## Exercise material
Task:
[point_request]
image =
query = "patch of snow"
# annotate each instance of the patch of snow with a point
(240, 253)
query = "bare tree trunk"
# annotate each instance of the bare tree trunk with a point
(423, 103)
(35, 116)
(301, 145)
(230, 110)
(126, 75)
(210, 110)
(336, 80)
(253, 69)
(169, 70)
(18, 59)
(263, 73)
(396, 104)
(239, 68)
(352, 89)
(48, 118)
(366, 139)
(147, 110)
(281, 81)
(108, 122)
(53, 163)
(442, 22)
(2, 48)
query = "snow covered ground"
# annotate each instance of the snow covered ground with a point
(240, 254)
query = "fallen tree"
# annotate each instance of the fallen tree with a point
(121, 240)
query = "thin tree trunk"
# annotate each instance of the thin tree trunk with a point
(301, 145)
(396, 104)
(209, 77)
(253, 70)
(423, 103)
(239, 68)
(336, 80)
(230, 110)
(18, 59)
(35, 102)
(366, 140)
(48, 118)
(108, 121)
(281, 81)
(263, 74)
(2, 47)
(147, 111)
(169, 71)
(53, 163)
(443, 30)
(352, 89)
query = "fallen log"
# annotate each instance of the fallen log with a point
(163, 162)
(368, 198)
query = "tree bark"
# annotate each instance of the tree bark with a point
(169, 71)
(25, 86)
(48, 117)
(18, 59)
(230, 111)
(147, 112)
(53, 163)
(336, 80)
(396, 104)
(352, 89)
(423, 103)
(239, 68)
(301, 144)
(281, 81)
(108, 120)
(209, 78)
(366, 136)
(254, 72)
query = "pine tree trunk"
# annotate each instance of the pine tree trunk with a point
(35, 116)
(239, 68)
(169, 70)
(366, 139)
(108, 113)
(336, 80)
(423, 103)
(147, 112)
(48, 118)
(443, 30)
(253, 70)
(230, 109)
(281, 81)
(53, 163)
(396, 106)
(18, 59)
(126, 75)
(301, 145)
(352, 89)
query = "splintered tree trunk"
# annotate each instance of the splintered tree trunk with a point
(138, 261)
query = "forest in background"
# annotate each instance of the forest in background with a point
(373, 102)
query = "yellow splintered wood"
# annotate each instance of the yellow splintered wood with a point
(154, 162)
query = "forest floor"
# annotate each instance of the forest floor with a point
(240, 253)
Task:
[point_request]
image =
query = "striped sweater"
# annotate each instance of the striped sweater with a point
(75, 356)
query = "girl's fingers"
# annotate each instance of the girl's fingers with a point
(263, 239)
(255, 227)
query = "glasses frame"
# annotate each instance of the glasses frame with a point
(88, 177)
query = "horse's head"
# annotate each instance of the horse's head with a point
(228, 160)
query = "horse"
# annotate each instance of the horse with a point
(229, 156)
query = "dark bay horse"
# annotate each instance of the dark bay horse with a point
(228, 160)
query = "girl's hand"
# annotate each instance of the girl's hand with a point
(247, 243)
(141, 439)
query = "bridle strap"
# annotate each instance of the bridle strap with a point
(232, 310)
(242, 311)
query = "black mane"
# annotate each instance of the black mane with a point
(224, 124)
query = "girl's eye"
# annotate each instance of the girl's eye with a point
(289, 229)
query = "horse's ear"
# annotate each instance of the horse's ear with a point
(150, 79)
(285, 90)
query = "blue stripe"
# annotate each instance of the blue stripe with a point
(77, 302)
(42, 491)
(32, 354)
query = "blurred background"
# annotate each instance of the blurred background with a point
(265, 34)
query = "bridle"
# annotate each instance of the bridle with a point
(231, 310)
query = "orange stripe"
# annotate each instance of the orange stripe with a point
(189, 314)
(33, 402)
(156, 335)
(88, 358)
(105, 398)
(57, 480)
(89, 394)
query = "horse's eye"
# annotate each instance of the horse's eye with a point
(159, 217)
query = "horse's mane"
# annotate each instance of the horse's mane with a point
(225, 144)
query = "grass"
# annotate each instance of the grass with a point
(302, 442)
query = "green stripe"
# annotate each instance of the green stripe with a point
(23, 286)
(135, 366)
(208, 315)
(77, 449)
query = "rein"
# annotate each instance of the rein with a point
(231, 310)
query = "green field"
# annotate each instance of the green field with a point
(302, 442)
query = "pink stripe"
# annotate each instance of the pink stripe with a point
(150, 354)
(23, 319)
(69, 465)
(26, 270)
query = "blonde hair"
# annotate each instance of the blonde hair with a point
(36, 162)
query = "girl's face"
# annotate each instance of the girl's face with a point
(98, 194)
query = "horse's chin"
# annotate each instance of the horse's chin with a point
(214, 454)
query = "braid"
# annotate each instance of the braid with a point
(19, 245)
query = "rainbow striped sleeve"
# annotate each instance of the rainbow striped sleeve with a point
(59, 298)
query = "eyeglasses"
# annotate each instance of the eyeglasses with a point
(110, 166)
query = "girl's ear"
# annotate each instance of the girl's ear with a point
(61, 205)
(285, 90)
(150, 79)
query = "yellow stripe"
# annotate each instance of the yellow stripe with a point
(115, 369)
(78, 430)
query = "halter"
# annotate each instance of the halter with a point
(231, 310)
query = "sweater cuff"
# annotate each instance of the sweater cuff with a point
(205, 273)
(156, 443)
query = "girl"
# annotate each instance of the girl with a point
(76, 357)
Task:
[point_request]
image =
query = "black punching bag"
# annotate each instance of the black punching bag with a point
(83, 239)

## Given task
List every line of the items above that contains the word "punching".

## Response for this exercise
query = "black punching bag"
# annotate each instance of the black punching bag with a point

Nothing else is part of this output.